--- BEGIN Given data ---
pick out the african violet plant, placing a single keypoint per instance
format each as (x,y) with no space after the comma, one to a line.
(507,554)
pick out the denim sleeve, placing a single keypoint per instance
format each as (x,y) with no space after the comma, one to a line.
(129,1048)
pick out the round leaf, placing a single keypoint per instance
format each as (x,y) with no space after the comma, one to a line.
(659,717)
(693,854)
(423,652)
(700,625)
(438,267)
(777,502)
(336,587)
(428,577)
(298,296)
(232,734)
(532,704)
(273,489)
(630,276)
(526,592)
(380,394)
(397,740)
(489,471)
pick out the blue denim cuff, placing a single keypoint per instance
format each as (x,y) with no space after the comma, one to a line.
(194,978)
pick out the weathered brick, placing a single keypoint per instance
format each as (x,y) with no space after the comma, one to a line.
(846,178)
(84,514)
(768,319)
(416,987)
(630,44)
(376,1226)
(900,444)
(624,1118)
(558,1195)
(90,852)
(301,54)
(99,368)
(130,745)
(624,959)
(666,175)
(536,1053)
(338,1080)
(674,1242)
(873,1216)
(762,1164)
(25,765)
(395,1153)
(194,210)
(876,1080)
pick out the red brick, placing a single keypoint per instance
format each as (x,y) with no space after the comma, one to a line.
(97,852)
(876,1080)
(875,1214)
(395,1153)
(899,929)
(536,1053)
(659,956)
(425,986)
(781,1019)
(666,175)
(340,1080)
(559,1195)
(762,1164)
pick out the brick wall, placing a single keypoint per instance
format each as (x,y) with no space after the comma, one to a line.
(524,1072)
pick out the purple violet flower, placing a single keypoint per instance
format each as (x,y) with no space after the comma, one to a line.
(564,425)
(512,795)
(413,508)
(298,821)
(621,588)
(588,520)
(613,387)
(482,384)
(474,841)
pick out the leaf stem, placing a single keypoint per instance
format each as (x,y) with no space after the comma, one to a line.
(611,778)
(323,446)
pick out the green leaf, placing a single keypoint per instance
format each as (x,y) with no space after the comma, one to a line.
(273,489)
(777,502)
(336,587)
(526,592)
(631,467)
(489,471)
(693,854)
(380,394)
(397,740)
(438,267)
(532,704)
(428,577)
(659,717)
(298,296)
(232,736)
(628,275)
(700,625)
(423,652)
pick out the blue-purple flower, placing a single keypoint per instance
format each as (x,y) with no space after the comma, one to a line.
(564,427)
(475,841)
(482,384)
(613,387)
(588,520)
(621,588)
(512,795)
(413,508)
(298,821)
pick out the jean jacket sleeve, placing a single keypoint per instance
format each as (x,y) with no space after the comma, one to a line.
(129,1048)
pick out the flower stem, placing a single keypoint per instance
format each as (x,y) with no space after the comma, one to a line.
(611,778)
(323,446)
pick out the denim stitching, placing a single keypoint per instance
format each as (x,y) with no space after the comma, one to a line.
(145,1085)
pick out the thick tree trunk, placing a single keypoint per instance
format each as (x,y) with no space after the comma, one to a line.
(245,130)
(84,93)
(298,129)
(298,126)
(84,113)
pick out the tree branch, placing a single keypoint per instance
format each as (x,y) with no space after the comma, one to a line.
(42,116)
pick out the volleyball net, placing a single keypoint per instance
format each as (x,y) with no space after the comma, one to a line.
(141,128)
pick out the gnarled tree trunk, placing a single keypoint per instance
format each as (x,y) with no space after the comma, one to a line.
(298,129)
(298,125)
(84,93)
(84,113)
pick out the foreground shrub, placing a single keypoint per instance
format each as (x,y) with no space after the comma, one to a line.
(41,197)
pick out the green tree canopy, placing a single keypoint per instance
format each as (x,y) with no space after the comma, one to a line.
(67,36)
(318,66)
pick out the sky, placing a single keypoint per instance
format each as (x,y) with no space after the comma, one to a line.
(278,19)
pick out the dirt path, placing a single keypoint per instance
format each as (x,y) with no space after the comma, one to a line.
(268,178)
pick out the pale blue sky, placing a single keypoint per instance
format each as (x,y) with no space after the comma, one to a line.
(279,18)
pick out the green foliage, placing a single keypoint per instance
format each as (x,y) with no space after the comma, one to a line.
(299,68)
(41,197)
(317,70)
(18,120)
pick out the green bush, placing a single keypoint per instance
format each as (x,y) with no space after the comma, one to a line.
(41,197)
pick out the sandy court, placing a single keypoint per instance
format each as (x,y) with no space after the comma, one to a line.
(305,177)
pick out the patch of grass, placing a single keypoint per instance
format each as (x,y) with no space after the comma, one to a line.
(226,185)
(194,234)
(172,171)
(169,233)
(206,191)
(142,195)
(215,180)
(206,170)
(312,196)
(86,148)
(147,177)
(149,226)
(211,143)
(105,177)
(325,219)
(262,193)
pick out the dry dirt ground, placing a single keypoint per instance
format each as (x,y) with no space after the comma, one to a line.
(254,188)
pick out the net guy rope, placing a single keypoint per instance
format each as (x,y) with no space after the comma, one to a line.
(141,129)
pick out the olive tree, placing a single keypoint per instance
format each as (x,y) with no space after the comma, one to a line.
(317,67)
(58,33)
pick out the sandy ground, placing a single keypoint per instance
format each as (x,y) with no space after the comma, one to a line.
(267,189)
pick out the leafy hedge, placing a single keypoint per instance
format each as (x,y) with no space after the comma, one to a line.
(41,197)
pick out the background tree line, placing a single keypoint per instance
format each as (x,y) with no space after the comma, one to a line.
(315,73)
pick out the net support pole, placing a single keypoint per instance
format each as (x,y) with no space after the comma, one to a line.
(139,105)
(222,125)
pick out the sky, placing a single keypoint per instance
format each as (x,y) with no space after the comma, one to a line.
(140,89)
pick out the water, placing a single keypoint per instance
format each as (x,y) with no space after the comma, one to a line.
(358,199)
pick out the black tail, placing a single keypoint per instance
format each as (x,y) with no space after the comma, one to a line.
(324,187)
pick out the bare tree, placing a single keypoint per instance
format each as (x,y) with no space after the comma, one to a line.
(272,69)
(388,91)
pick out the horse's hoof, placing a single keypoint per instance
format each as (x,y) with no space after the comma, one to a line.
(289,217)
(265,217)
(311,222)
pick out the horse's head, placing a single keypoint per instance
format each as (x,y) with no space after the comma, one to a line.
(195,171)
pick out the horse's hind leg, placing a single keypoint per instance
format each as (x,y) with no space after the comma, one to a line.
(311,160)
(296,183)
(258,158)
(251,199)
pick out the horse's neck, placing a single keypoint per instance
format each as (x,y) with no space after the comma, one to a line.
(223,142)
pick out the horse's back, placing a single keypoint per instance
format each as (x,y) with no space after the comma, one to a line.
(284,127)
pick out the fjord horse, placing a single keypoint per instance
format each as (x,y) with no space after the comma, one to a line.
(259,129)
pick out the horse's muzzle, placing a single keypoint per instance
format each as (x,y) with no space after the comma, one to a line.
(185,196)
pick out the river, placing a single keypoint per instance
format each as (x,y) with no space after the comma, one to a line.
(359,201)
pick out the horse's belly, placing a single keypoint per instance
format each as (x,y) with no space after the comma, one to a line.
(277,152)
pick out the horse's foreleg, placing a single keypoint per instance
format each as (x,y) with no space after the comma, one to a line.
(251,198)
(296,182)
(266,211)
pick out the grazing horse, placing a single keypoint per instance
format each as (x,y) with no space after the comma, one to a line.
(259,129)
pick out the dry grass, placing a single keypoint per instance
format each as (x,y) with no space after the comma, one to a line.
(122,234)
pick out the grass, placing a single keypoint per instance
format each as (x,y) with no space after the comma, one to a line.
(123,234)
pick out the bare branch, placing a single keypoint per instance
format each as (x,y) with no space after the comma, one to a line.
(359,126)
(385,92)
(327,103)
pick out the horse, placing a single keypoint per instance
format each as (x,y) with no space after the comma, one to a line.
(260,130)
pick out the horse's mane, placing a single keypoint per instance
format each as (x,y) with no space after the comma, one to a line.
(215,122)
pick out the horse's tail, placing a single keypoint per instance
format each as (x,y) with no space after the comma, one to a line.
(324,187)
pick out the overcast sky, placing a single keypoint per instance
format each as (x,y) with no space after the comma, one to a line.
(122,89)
--- END Given data ---
**Set exercise**:
In the entries above, take the line containing "pick out the grazing" and each later line through the last, and repeat them exactly. Output nothing else.

**Answer for this exercise**:
pick out the grazing horse, placing a single keypoint per instance
format each as (x,y) with no space after the comma, one to a line.
(259,129)
pick out the dry grass, placing a single keypoint per instance
format each as (x,y) with no space after the comma, one to a line.
(122,234)
pick out the grass, placing a single keypoint per instance
format each as (x,y) with no space after the comma, one to a line.
(123,234)
pick out the bare branch, placing a single keypoint per instance
format each as (x,y) with no space after the comma, one to a line.
(359,126)
(385,92)
(327,103)
pick out the horse, placing a single keypoint per instance
format each as (x,y) with no space after the comma, one to a line.
(260,130)
pick out the horse's mane, placing a single keypoint per instance
format each as (x,y) with no space after the comma, one to a line.
(215,122)
pick out the horse's tail, placing a single keypoint per instance
format each as (x,y) with no space after the comma, one to a line.
(324,187)
pick out the overcast sky, placing a single keypoint per instance
format each as (x,y) with no space after the comma, one to a line.
(122,89)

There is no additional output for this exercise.